## Exercise directions
Put the stretch of lines from the start through the line containing "Query: wooden cross decor" into a Markdown table with the columns Row and Text, numbering each line and skipping blank ones. Leave the pictures out of the table.
^^^^^^^^
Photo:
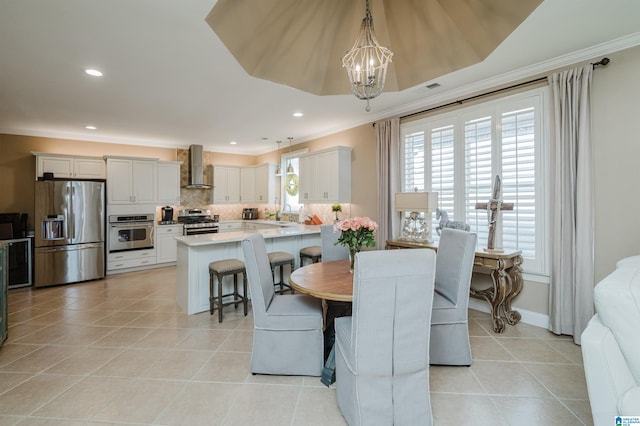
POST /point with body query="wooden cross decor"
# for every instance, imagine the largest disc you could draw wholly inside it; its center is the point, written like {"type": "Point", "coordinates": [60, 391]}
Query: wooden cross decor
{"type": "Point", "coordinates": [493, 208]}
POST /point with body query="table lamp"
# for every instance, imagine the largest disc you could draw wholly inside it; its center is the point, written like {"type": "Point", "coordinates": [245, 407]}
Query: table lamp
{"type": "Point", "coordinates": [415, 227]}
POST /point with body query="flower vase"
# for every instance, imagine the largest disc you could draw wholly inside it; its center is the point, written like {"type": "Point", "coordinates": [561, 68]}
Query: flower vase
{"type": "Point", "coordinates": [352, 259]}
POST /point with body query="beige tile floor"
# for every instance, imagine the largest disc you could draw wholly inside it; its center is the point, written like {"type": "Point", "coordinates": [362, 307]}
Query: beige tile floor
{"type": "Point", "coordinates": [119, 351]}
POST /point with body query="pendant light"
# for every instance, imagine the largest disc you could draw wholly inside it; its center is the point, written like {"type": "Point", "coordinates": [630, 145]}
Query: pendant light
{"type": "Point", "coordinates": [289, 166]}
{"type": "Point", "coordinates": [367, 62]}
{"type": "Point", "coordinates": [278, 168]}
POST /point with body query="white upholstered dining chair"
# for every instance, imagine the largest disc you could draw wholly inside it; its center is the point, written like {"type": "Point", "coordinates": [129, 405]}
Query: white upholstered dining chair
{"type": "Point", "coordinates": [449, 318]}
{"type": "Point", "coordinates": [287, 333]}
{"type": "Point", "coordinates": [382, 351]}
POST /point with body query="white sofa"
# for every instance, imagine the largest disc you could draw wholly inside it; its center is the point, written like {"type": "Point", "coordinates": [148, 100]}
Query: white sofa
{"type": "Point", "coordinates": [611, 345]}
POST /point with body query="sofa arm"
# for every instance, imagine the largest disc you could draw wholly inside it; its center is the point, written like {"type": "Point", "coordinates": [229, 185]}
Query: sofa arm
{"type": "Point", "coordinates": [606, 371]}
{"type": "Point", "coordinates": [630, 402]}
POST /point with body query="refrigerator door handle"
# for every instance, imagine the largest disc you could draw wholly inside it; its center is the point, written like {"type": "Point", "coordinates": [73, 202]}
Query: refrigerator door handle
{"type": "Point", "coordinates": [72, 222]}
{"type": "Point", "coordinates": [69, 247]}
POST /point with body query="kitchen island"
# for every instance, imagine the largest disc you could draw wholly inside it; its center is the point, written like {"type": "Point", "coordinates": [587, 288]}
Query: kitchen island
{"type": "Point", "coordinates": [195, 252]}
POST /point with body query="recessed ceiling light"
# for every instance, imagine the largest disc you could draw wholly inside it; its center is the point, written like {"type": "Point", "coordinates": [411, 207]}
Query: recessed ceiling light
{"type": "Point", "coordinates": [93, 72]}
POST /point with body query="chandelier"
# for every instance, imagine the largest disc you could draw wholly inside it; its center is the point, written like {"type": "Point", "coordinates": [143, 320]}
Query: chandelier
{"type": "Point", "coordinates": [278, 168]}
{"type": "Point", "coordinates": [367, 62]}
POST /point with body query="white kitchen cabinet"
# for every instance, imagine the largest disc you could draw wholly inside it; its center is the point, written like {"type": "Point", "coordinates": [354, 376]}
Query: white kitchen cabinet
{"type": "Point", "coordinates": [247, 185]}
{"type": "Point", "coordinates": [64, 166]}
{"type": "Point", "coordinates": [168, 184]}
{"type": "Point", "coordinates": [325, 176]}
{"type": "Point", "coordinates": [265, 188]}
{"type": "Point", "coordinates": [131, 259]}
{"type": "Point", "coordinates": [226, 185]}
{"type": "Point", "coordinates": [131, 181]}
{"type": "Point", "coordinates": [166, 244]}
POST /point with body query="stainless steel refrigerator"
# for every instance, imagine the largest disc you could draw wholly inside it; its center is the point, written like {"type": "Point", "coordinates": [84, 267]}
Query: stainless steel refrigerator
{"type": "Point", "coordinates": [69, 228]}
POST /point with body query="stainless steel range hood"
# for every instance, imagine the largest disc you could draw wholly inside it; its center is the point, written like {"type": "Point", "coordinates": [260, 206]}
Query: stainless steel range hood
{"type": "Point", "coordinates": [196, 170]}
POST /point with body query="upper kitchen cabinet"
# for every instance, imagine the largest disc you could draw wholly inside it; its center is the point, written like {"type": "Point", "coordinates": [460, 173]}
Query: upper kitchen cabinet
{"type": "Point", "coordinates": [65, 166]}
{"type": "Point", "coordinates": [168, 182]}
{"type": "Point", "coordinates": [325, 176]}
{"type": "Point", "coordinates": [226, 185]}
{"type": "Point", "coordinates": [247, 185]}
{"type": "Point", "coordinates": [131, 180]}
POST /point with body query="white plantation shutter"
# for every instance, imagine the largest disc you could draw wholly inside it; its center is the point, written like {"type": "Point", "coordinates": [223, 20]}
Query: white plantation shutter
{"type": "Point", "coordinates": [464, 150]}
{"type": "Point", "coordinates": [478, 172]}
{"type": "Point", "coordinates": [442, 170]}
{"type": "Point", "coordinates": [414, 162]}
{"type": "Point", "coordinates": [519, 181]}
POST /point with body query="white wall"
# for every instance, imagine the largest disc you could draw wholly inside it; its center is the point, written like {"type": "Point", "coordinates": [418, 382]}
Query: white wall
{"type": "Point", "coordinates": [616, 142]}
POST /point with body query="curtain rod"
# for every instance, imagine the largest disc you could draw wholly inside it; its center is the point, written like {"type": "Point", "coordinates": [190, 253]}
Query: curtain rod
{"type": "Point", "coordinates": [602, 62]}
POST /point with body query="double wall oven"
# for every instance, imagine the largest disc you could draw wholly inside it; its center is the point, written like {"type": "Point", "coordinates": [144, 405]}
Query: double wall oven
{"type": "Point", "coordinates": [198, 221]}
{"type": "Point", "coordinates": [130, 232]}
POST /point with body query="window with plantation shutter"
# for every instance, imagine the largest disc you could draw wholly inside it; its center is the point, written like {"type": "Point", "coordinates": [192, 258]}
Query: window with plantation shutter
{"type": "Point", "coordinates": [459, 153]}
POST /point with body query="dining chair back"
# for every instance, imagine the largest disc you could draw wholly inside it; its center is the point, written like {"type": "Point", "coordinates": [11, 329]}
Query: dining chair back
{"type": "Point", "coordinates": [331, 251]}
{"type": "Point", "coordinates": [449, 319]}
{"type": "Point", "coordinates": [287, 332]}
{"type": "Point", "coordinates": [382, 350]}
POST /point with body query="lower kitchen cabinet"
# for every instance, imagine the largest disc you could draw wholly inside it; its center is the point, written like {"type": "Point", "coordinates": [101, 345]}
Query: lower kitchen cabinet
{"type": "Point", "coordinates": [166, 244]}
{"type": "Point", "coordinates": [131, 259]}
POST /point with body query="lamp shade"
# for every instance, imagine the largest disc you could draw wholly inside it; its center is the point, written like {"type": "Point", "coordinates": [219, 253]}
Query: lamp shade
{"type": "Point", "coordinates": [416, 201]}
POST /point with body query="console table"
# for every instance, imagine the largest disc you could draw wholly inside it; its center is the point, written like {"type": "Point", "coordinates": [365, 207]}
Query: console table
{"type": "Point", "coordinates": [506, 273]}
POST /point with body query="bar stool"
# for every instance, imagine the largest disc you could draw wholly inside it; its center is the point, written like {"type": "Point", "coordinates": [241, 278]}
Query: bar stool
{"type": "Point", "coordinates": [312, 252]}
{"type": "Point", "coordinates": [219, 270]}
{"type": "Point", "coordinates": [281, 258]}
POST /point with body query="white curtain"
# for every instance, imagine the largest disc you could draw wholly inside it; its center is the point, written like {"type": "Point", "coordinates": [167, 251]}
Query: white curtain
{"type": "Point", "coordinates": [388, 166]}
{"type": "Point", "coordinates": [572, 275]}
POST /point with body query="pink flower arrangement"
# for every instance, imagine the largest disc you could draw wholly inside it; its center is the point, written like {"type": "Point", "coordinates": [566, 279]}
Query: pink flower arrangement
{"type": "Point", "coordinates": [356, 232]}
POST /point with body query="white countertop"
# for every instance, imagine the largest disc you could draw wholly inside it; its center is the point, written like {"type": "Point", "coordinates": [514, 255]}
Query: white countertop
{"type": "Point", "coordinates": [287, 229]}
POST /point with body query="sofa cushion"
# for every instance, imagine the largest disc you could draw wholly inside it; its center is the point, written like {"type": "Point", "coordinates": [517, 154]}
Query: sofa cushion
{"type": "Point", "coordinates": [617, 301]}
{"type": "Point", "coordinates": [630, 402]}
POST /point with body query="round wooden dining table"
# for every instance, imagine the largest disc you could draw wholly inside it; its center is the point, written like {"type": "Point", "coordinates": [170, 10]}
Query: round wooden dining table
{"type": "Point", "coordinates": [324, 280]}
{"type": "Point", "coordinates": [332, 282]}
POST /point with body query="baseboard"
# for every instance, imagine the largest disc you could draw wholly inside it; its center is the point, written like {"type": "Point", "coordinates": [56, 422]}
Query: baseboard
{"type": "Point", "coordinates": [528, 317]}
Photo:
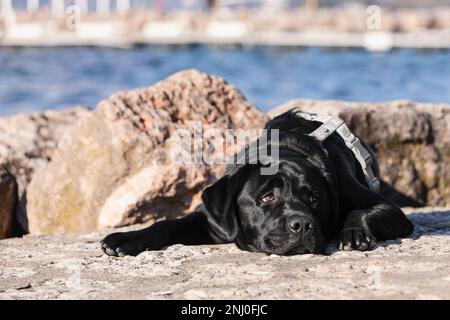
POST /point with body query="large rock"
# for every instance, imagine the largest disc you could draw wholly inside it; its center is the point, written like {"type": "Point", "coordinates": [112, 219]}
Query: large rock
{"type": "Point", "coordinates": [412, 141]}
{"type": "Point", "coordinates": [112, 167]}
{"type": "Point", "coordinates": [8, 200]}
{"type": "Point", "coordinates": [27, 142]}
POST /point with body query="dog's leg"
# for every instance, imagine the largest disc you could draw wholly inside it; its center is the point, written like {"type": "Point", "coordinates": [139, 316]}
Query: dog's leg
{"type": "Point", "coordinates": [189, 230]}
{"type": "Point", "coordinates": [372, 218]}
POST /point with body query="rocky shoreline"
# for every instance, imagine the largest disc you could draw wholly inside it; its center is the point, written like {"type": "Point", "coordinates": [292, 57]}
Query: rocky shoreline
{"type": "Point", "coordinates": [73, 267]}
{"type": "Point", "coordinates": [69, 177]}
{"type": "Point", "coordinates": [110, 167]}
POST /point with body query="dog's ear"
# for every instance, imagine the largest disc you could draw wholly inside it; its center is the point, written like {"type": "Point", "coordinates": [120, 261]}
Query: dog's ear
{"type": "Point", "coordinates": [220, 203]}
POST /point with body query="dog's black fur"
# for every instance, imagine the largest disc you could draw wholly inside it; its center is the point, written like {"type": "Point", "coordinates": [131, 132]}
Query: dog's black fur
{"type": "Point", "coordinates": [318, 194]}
^^^^^^^^
## Result below
| Row | Text |
|---|---|
| 1 | Photo: |
| 2 | POST /point with body query="wooden cross decor" |
| 3 | # for every instance, imagine the largest disc you could draw wholly inside it; its center is the point, written like {"type": "Point", "coordinates": [60, 391]} |
| 4 | Query: wooden cross decor |